**Directions for this task**
Copy the listing starting at the line containing "blueprint -> outlines, every instance" and ending at the line containing "237 85 L 233", swapping "blueprint" for "floor plan" and leaving everything else unchanged.

*** Data supplied

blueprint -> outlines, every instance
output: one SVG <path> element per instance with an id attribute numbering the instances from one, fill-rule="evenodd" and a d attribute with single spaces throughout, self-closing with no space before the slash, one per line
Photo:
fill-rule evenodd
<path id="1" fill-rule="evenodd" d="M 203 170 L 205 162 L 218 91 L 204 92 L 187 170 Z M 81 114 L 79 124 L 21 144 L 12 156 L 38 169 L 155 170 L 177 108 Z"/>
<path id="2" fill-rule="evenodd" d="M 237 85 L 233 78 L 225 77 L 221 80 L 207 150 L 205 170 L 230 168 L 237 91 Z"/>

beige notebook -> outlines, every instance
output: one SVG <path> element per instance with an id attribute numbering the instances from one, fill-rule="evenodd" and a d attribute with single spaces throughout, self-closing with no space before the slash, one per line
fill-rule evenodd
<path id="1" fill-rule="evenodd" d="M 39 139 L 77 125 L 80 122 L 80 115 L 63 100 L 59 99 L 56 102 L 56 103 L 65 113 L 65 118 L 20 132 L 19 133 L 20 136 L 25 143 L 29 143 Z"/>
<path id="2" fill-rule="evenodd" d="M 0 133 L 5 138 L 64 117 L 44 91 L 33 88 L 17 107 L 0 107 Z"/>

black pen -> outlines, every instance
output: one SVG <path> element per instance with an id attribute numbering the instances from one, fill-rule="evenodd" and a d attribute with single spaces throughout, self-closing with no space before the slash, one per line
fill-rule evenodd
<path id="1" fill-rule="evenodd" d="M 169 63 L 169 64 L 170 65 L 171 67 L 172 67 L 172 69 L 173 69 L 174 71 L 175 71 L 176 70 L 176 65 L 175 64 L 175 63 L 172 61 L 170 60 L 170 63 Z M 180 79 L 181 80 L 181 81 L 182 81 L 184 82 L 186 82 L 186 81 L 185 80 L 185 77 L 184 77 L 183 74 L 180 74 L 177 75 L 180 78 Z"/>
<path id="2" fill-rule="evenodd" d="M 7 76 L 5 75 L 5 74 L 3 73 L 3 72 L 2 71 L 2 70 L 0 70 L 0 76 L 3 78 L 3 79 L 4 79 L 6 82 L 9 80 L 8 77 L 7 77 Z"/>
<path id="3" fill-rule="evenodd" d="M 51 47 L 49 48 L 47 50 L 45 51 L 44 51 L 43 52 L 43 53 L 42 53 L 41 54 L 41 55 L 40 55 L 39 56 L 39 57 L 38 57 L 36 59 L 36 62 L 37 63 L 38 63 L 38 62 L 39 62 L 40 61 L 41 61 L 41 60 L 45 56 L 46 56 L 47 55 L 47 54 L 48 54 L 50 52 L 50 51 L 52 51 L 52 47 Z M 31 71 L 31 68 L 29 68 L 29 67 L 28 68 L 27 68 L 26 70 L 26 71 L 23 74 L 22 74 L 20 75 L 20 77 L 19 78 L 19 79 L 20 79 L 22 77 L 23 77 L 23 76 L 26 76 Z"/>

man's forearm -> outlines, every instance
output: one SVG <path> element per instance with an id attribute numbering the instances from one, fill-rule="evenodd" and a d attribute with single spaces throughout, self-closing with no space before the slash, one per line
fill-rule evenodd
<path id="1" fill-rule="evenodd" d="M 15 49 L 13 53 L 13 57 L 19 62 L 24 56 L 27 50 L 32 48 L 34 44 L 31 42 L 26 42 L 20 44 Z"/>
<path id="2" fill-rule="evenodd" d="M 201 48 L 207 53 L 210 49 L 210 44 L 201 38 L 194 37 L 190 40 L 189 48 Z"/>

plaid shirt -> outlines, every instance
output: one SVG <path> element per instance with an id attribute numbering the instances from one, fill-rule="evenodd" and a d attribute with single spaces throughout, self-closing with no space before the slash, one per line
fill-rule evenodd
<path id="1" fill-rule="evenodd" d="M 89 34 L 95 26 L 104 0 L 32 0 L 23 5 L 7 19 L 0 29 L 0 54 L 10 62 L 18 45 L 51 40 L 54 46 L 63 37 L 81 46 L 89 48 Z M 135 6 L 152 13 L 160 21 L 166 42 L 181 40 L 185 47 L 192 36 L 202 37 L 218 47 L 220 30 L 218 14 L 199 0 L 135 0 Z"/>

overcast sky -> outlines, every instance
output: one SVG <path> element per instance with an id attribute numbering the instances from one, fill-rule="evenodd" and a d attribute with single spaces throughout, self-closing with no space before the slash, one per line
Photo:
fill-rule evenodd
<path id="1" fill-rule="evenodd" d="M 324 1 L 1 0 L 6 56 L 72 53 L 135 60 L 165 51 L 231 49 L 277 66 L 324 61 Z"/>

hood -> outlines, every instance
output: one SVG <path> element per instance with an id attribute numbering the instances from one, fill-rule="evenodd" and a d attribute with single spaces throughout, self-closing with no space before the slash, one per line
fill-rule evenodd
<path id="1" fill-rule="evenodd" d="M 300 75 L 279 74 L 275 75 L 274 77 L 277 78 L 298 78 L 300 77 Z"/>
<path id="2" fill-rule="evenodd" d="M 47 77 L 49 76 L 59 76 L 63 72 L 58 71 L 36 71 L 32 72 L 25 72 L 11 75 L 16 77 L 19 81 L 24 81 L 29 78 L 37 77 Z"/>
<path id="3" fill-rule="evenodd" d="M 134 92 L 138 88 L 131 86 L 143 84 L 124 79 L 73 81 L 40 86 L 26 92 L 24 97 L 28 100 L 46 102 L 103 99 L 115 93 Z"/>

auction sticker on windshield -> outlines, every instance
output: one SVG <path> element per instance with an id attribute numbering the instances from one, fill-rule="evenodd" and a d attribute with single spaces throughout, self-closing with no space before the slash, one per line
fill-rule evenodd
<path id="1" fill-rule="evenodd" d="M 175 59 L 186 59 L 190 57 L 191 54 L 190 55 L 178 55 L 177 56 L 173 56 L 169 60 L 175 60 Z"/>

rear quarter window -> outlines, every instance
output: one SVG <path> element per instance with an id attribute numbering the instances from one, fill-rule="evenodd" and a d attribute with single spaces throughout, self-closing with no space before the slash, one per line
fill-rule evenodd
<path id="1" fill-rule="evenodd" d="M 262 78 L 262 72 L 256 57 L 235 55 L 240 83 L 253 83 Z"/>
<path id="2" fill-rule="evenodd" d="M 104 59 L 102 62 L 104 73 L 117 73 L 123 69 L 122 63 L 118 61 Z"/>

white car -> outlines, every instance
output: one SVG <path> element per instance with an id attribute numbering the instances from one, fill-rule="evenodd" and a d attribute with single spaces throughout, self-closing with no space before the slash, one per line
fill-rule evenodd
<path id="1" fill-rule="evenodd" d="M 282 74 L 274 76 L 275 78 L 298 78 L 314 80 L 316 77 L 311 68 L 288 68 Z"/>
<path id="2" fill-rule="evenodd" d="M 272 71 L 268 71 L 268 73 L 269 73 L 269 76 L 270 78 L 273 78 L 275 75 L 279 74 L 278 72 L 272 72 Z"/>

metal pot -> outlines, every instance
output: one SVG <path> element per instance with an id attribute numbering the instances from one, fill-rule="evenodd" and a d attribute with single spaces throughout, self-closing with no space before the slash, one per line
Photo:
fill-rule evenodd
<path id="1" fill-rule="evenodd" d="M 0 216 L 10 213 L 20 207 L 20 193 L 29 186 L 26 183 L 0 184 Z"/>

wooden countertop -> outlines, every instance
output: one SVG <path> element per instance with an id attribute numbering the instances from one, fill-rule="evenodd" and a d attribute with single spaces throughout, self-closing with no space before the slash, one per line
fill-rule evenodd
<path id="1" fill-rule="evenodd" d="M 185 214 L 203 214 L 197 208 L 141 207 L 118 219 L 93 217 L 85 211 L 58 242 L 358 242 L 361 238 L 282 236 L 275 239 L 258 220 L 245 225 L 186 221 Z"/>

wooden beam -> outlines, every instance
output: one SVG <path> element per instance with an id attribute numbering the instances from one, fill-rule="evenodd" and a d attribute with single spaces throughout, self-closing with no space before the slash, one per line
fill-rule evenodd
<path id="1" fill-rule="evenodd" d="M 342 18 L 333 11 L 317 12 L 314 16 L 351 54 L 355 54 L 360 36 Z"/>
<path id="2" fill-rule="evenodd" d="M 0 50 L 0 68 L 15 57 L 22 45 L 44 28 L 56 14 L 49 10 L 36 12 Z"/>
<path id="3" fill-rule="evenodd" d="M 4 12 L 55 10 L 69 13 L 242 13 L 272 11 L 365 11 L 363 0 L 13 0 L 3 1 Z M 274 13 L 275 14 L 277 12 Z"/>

******
*** Data supplied

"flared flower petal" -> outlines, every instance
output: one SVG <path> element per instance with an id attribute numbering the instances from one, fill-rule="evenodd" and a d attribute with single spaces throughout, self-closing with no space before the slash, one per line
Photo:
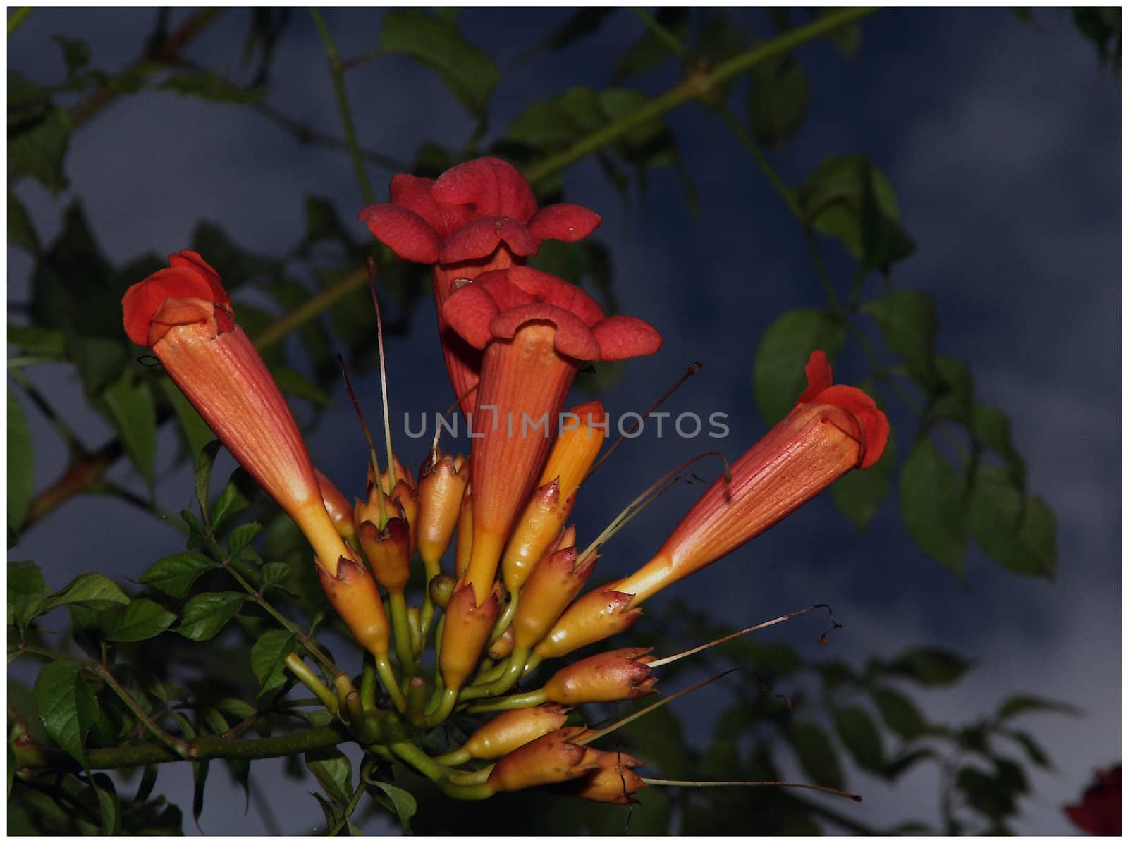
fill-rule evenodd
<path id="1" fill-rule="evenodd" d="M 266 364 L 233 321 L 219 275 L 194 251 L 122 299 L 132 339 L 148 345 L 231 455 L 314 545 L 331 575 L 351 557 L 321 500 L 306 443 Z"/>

******

**Task solution**
floor plan -> outlines, every instance
output: one SVG <path> element per instance with an id attribute numbering the instances from one, fill-rule="evenodd" and a d attribute with single spaces throughout, self-closing with no space before the slash, one per line
Photo:
fill-rule evenodd
<path id="1" fill-rule="evenodd" d="M 203 170 L 205 162 L 218 91 L 204 92 L 187 170 Z M 81 114 L 79 124 L 21 144 L 12 156 L 38 169 L 155 170 L 177 108 Z"/>
<path id="2" fill-rule="evenodd" d="M 237 85 L 233 78 L 225 77 L 221 80 L 207 150 L 205 170 L 230 168 L 237 91 Z"/>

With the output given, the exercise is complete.